==== Source excerpt ====

Name of ouptut csv file:

! output table, date of today:
<rcbase>.output.file            :  ${my.work}/Copernicus_S5P_NO2_%Y-%m-%d.csv
class cso_scihub.CSO_SciHub_DownloadFile(href, output_file, maxtry=10, timeout=60, indent='')

Bases: object

Download single file from SciHub.

Arguments:

  • href : download url: https://s5phub.copernicus.eu/dhus/odata/v1/Products('d483baa0-3a61-4985-aa0c-5642a83c9214')/$value

  • output_file : target file

Optional arguments:

  • maxtry : number of times to try again if download fails

  • timeout : delay in seconds between requests

class cso_scihub.CSO_SciHub_Download(rcfile, rcbase='', env={}, indent='')

Bases: utopya_rc.UtopyaRc

Download Sentinel data from the Copernicus Open Access Hub using the OpenSearch API:

To download orbit files, first a query is sent to search for products that are available for a certain time and overlap with a specified region. The result is a list with orbit files and instructions on how to download them.

In the settings, specify the url of the hub, which is either the Open Data hub or the S5-P hub:

! server url; provide login/password in ~/.netrc:
<rcbase>.url              :  https://s5phub.copernicus.eu/dhus

Specify the time range over which files should be downloaded:

<rcbase>.timerange.start  :  2018-07-01 00:00
<rcbase>.timerange.end    :  2018-07-01 23:59

Specify a target area, only orbits with some pixels within the defined box will be downloaded:

! target area, leave empty for globe; format:  west,south:east,north
<rcbase>.area             :  
!<rcbase>.area             :  -30,30:35,76

A query is used to select the required data. The search box on the hub could be used for inspiration on the format. Note that the ‘producttype’ should have exactly 10 characters, with the first 3 used for the retrieval level, and the last 6 for the product; empty characters should have an underscore instead:

! search query, obtained from interactive download:
<rcbase>.query            :      platformname:Sentinel-5    AND \
                                  producttype:L2__NO2___    AND \
                              processinglevel:L2            AND \
                               processingmode:Offline

The target directory for downloaded file could include templates for time values:

! output archive, store per month:
<rcbase>.output.dir       :  /data/Copernicus/S5P/OFFL/NO2/%Y/%m

Use the following flag to keep files that are already present:

! renew existing files?
<rcbase.renew             :  False
class cso_scihub.CSO_SciHub_Download_DHuS(rcfile, rcbase='', env={}, indent='')

Bases: utopya_rc.UtopyaRc

Download Sentinel data from the Copernicus Open Access Hub using DHuS (“Data Hub Software”).

==== Listing ====

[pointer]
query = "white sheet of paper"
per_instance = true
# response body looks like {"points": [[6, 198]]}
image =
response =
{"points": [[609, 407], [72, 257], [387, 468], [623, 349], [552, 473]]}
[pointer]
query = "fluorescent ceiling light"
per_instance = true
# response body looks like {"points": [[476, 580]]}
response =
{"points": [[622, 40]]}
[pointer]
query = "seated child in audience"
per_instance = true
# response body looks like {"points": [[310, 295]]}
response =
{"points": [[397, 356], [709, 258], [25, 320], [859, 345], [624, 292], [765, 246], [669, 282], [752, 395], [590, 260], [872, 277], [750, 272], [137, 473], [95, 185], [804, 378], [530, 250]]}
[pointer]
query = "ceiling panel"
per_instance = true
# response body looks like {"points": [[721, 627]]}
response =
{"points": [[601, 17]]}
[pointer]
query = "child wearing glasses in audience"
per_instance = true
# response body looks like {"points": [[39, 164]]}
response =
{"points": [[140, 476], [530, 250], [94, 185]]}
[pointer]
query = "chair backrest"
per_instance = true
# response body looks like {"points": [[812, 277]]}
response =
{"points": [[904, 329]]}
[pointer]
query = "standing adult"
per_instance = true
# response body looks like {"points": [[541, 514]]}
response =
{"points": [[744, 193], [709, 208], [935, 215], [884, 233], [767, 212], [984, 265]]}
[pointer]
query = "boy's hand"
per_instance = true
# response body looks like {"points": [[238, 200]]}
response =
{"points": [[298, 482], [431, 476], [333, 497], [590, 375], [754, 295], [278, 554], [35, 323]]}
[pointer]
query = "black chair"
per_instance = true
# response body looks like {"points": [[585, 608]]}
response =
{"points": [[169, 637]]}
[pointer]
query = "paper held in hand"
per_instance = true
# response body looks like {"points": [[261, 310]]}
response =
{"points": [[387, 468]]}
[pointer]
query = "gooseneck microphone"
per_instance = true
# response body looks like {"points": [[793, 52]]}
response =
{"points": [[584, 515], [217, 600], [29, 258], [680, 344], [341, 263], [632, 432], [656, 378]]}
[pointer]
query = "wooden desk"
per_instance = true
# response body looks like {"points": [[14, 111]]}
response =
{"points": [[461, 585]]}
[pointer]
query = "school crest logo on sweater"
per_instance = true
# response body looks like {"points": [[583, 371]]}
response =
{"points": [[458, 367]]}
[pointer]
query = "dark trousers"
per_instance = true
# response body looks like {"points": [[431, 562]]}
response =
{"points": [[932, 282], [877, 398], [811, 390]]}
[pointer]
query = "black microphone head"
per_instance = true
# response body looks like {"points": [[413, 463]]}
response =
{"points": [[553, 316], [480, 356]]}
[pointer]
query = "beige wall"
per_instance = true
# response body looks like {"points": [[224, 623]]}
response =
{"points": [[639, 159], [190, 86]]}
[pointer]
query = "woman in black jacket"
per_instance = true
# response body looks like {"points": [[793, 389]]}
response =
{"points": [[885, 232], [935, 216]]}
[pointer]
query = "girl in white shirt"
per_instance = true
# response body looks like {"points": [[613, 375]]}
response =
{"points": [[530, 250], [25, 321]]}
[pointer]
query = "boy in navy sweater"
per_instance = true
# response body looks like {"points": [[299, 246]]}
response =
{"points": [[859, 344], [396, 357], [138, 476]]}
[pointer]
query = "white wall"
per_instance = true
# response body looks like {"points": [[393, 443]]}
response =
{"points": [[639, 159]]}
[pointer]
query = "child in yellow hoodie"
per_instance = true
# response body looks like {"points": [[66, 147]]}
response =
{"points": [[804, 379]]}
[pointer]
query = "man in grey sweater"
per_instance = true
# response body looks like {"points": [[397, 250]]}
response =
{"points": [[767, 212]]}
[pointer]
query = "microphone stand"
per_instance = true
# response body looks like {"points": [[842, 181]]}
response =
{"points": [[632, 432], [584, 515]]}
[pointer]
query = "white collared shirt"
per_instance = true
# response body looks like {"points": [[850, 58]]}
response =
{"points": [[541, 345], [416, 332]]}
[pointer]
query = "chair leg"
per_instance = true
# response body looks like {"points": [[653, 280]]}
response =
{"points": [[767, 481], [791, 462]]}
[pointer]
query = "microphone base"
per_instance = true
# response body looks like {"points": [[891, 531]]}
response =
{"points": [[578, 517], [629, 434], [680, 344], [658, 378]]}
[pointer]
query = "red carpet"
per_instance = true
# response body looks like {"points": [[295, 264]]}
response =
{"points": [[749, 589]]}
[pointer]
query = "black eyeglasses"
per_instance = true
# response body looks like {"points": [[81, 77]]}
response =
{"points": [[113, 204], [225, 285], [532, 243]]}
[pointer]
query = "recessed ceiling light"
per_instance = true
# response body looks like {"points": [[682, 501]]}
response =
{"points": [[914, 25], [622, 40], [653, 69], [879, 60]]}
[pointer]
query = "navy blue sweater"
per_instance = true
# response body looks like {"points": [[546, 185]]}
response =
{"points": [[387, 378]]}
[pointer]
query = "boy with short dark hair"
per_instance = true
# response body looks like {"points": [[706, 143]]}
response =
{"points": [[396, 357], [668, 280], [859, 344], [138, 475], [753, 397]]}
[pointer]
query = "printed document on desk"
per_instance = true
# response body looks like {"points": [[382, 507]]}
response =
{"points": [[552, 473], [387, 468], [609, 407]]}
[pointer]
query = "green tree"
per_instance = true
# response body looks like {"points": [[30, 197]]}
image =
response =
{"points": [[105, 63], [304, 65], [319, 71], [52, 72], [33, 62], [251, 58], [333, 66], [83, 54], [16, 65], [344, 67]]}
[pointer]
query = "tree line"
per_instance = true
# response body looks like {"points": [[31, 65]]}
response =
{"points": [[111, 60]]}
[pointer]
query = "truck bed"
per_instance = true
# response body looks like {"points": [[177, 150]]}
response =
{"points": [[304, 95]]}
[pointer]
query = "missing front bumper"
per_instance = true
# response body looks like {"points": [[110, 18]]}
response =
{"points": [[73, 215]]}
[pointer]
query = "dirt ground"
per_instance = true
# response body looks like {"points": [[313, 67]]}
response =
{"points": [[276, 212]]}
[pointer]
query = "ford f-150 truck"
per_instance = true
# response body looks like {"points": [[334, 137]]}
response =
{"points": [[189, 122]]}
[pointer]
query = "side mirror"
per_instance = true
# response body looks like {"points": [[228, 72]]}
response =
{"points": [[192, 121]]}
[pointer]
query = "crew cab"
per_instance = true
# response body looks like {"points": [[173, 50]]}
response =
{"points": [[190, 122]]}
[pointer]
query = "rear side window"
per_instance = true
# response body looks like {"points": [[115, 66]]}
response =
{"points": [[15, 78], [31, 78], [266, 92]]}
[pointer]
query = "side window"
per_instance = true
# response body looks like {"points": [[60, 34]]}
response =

====

• To do
1. Condense the paragraph of the SciHub download documentation that begins "A query is used to select" into a bulleted list that keeps its main facts.
2. Copy the SciHub download documentation from "Name of ouptut" to "maxtry=10, timeout=60, indent='')", renaming "date of today" to "current date" wherever it occurs.

• Full answers
1.
- A query selects the required data.
- The search box on the hub can suggest a format for the query.
- The 'producttype' must have exactly 10 characters.
- The first 3 characters give the retrieval level, and the last 6 give the product.
- Empty characters take an underscore instead.

2.
Name of ouptut csv file:

! output table, current date:
<rcbase>.output.file            :  ${my.work}/Copernicus_S5P_NO2_%Y-%m-%d.csv
class cso_scihub.CSO_SciHub_DownloadFile(href, output_file, maxtry=10, timeout=60, indent='')